▶ Exercise
Output the entries below unchanged, except for the pictures.

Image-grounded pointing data
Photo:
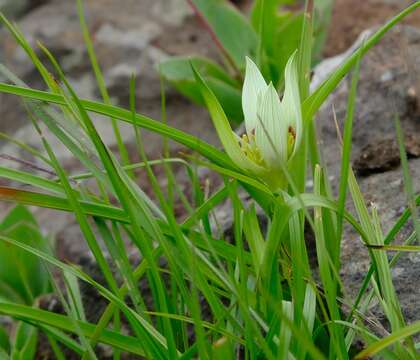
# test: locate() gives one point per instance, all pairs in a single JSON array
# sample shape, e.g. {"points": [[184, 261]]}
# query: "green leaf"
{"points": [[322, 18], [123, 342], [231, 29], [178, 72], [21, 271], [26, 340], [4, 340]]}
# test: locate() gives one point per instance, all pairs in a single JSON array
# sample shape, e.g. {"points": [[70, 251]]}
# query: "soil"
{"points": [[351, 17]]}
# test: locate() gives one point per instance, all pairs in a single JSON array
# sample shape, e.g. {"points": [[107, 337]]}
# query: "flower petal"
{"points": [[291, 105], [227, 137], [254, 84], [271, 131]]}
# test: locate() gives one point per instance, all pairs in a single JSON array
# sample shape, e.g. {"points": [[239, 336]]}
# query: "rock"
{"points": [[385, 81], [13, 8]]}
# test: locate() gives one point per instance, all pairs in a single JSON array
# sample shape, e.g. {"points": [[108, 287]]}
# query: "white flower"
{"points": [[273, 127]]}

▶ Solution for this task
Photo:
# test: locate() gives one point per instance, all pairs in a single JSON array
# sample shape, e.g. {"points": [[184, 261]]}
# query: "green leaf"
{"points": [[322, 18], [123, 342], [231, 29], [178, 72], [21, 271], [26, 340], [4, 340]]}
# test: locate() gives one point per instance, all pairs in a single JSON array
# sample shape, e.g. {"points": [[70, 251]]}
# query: "soil"
{"points": [[351, 17]]}
# test: locate() gives one point per instance, all pairs in a single JSON array
# sample shape, e.g. {"points": [[107, 337]]}
# query: "flower petal"
{"points": [[291, 105], [227, 137], [254, 84], [271, 131]]}
# test: locate() gives one point per instance, all pairs in a single JSON array
# sample shape, e.g. {"points": [[239, 336]]}
# query: "rock"
{"points": [[385, 81], [13, 8]]}
# test: locate() gives one point per instance, all pairs in a single JSON array
# sample shape, e.g. {"points": [[108, 287]]}
# query: "white flower"
{"points": [[273, 127]]}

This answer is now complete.